• [TEXT UNDER STUDY]:
● ● ● ●

Cottage Cheese Diet

Cottage Cheese Diet

While there may not be a specific cottage cheese diet, you will find that cottage cheese is often recommended as a diet food.

Why Cottage Cheese?

Dairy products of all sorts have been in the news in the past couple of years because of claims that they help people lose weight. A 2008 study that took into account research conducted on dairy and weight through the years loss did not find that dairy had a consistent effect on weight loss. However, many people still believe in the power of cottage cheese and other dairy products to help them slim down.

Cottage cheese is usually a low-fat choice as dairy products go, and the lighter version made with part skim milk tastes almost as good as the tattier version. When it comes to the fat- free version, though, many people find it unpalatable.

Nutrition Facts for Cottage Cheese

If you look cottage cheese up on a calorie counting site, you'll see that cottage cheese ranges from about 200 calories a serving when made with 2 percent milk to 160 calories for 1 percent milk and 120 calories for nonfat milk. These amounts are based on a one-cup serving.

You'll also get between 25 and 31 grams of protein per serving and between about three and eight grams of fat, depending on the type of milk used.

Given this information, you can see that cottage cheese is a great source of protein without a lot of calories and could be a tasty addition to any diet, as a snack or part of a meal.

● ● ● ●

• [WORK INSTRUCTION]:
Answer the following questions using the text on the cottage cheese diet.
(a) In what year was the study that found dairy had no consistent effect on weight loss?
(b) How many calories does a one-cup serving of cottage cheese made with 1 percent milk contain?
(c) What range of protein, in grams, does a serving of cottage cheese provide?

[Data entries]
● ● ● ●

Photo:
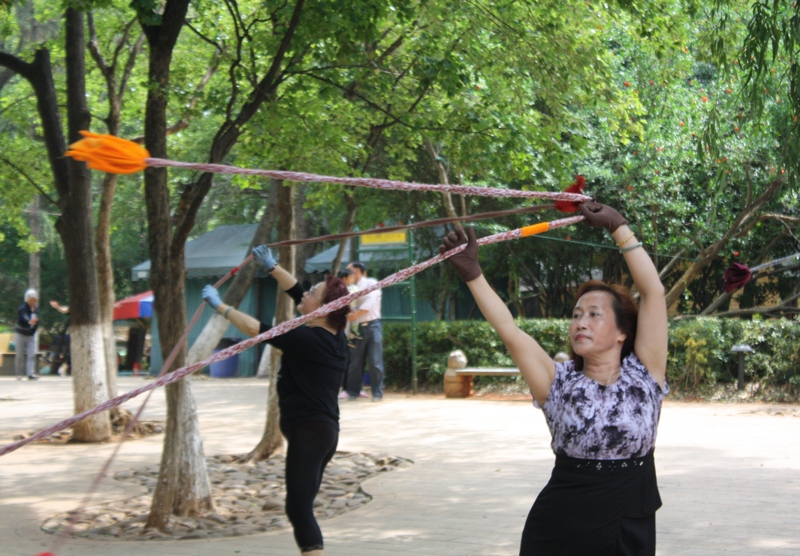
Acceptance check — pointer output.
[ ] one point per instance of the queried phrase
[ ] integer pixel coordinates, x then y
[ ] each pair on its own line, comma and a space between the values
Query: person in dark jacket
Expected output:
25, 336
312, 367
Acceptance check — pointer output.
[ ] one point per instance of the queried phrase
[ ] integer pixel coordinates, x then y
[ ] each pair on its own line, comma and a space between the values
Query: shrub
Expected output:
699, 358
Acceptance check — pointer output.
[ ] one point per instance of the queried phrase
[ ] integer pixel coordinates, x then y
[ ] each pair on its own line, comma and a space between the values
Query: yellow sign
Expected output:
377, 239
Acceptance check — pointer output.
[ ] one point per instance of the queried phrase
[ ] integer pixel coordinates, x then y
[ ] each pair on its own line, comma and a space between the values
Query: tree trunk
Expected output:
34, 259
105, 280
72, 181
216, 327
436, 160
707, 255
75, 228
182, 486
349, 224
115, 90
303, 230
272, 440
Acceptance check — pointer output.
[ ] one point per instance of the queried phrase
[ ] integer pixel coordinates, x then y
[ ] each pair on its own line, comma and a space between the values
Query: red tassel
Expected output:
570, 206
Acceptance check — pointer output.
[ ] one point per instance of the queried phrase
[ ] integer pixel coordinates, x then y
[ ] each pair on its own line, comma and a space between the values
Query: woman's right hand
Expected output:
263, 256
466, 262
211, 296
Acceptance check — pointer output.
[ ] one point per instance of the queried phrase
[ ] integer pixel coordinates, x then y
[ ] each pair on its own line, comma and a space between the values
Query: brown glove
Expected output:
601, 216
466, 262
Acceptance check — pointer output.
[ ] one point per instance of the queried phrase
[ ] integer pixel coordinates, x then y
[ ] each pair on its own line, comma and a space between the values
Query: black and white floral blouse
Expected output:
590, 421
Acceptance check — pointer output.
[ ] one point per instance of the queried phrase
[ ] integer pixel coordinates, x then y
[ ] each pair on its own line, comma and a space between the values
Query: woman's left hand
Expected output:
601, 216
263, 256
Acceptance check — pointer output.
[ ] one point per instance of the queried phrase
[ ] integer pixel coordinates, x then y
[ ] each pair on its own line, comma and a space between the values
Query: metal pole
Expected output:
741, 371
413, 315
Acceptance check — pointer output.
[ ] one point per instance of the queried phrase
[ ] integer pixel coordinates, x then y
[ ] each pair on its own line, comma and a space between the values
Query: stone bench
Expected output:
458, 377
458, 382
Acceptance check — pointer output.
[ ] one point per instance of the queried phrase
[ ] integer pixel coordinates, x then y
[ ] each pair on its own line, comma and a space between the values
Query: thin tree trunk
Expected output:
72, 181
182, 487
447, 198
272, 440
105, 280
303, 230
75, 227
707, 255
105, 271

● ● ● ●

• [SOLUTION BELOW]:
(a) 2008
(b) 160 calories
(c) Between 25 and 31 grams